**Source:**
2.7 KiB
2.7 KiB
Dataset Processing from GitHub Repositories
This guide explains how to get and process datasets from GitHub repositories using the provided tools.
Prerequisites
Make sure you have installed the required dependencies:
pip install -r requirements.txt
Using the DatasetProcessor Class
The DatasetProcessor class in src/dataset_processor.py provides comprehensive functionality for processing GitHub repositories into training datasets.
Example Usage
from src.dataset_processor import DatasetProcessor
from src.config import AppConfig, ModelConfig, TrainingConfig, DatasetConfig, MemoryConfig
# Initialize configuration
config = AppConfig(
model=ModelConfig(),
training=TrainingConfig(),
dataset=DatasetConfig(),
memory=MemoryConfig()
)
# Initialize dataset processor
processor = DatasetProcessor()
# Process GitHub repositories
repo_urls = [
"https://github.com/karpathy/nanoGPT.git",
# Add more repository URLs as needed
]
dataset = processor.process_github_repos(
repo_urls=repo_urls,
config=config,
github_token=None # Add your token for private repositories
)

**Problems to solve:**
1. Answer these questions from the dataset-processing guide:
(a) What command installs the required dependencies?
(b) Which file contains the DatasetProcessor class?
(c) What value does the example pass for github_token?
2. Extend the dataset-processing guide, picking up right after its final line of code.
The data plays no part here and can be left aside.

Records from a dataset
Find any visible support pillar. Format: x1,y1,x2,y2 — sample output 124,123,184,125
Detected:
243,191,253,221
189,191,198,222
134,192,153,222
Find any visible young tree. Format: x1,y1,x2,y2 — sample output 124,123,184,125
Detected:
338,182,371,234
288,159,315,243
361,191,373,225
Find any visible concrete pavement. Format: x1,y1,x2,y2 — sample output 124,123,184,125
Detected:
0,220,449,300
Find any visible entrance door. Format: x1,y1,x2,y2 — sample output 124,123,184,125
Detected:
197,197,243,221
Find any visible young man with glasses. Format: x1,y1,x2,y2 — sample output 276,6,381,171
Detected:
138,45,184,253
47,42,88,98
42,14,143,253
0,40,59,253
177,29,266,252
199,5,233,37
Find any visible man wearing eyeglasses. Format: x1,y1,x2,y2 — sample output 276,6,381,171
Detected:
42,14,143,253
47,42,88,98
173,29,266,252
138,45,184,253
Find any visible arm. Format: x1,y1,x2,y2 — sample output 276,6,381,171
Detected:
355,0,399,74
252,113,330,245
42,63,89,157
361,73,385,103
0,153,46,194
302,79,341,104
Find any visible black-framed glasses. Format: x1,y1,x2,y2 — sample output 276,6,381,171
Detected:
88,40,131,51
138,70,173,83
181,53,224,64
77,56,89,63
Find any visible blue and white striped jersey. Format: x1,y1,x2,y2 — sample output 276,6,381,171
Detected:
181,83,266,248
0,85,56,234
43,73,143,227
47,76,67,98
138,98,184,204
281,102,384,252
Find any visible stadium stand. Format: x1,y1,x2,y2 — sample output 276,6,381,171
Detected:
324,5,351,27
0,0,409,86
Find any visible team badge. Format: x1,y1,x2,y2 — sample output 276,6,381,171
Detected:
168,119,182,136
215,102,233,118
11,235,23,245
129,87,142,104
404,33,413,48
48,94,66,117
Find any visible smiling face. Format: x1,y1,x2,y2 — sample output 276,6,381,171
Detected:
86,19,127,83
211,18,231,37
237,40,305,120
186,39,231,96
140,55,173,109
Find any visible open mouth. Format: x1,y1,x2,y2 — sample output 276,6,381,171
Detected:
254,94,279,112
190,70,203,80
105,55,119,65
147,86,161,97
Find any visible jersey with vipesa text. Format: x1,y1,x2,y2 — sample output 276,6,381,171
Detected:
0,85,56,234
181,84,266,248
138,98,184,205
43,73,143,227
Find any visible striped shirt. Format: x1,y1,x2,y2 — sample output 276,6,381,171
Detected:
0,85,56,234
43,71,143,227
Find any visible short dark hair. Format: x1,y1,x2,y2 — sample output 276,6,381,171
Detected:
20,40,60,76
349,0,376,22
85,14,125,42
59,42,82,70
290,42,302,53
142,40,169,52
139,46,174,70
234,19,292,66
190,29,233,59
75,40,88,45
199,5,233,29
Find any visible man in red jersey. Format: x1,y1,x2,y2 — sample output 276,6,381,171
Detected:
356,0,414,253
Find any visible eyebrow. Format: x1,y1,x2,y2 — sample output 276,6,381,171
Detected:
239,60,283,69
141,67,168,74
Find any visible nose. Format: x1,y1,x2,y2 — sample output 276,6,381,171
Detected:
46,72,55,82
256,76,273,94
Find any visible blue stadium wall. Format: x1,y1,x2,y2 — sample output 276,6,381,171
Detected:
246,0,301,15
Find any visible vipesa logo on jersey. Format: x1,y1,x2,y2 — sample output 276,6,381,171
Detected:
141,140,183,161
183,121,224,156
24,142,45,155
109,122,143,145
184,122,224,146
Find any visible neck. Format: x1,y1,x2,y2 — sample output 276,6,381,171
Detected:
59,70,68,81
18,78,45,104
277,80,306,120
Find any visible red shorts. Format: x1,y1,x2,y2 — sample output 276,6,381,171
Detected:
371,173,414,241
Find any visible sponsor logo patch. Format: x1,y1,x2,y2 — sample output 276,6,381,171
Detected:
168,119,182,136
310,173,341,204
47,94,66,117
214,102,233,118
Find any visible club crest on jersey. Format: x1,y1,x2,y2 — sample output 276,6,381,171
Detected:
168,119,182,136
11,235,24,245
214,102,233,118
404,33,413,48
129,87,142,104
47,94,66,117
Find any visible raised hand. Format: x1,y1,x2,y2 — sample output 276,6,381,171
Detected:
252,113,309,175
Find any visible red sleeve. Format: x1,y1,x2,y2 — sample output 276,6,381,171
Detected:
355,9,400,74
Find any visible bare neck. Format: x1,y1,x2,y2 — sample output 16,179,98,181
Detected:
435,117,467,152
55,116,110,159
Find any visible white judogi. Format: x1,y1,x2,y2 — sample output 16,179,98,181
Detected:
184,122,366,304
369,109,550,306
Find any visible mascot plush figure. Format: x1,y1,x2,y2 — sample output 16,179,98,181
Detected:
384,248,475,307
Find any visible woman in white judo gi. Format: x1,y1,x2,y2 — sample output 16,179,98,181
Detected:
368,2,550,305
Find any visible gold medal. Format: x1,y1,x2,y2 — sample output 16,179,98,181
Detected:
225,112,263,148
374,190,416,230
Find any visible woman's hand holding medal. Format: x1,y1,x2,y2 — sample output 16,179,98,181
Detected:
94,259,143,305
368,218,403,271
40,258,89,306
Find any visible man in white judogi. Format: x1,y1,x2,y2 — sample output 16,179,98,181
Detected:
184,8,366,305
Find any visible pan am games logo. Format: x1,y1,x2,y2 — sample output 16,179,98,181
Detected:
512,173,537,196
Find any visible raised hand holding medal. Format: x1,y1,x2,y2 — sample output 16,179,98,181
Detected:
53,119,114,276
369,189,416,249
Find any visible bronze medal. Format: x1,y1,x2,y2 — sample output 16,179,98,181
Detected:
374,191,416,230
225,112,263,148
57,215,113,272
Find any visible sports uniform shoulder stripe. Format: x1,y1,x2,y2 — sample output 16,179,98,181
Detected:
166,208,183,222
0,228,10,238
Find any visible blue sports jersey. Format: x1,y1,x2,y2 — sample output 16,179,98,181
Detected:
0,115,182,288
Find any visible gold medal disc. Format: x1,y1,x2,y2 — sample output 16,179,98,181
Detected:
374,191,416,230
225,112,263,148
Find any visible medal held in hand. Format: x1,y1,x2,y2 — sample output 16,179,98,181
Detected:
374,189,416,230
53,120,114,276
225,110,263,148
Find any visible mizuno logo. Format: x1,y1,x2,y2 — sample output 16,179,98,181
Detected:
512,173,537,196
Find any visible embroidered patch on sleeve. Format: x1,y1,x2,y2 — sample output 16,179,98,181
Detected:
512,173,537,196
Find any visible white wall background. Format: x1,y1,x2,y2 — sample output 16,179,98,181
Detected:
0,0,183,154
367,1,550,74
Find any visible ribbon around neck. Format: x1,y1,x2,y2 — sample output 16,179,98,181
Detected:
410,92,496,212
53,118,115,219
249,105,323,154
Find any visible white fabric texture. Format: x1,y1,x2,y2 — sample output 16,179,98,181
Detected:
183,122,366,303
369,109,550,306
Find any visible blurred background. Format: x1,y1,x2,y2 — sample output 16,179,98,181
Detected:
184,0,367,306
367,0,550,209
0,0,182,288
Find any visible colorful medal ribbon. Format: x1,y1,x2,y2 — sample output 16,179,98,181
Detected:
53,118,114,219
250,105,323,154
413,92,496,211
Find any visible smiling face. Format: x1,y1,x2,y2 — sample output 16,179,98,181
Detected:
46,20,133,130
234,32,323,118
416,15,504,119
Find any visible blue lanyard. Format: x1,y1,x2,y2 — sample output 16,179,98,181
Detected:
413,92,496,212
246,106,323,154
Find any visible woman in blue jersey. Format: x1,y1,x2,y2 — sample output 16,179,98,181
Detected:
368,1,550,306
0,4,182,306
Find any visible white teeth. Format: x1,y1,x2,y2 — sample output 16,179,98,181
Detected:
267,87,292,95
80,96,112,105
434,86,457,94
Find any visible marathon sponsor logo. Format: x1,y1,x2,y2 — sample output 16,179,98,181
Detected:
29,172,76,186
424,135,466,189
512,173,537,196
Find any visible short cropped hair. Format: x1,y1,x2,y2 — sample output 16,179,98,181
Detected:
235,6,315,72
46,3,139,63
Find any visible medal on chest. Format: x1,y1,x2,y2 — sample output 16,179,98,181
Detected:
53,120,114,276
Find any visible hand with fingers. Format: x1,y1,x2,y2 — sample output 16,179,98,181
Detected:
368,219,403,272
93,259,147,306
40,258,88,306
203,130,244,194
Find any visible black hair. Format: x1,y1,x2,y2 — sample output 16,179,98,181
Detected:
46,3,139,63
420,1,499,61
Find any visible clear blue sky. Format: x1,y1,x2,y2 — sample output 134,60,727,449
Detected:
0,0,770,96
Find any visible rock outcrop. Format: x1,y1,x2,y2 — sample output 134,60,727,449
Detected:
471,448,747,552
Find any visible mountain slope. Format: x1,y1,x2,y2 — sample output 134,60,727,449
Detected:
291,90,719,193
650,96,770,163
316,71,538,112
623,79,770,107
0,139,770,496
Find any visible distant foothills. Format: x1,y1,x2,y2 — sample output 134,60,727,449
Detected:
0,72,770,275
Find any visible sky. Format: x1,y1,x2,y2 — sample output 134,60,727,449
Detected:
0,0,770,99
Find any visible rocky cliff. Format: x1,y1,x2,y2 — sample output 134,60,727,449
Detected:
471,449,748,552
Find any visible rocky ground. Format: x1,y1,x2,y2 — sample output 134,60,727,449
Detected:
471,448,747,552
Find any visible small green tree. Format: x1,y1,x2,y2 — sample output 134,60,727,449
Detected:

**In response:**
1.
(a) pip install -r requirements.txt
(b) src/dataset_processor.py
(c) None

2.
print(f"Dataset processed successfully with {len(dataset)} samples")
Using the Example Script
You can run the example script directly:
python example_dataset_processing.py
This will process the example repository and show information about the processed dataset.
Using in Google Colab
The ai_trainer_t4_colab.ipynb notebook includes sections for processing GitHub repositories:
- Simple repository processing (Section 5)
- Advanced dataset processing (Section 5.1)
Supported File Types
The DatasetProcessor supports the following file types:
- Python (.py)
- JavaScript (.js)
- TypeScript (.ts)
- Java (.java)
- C++ (.cpp, .hpp)
- C (.c, .h)
- C# (.cs)
- PHP (.php)
- Ruby (.rb)
- Go (.go)
- Rust (.rs)
- Swift (.swift)
- Kotlin (.kt)
- Scala (.scala)
- SQL (.sql)
- Bash (.sh)
- YAML (.yaml, .yml)
- JSON (.json)
- XML (.xml)
- HTML (.html)
- CSS (.css)
- Markdown (.md)
Configuration
The dataset processing can be configured through the DatasetConfig class:
dataset_config = DatasetConfig(
min_file_size=10, # Minimum file size in characters
max_file_size=10000, # Maximum file size in characters
supported_languages=[...], # List of supported programming languages
exclude_patterns=[...] # Patterns to exclude
)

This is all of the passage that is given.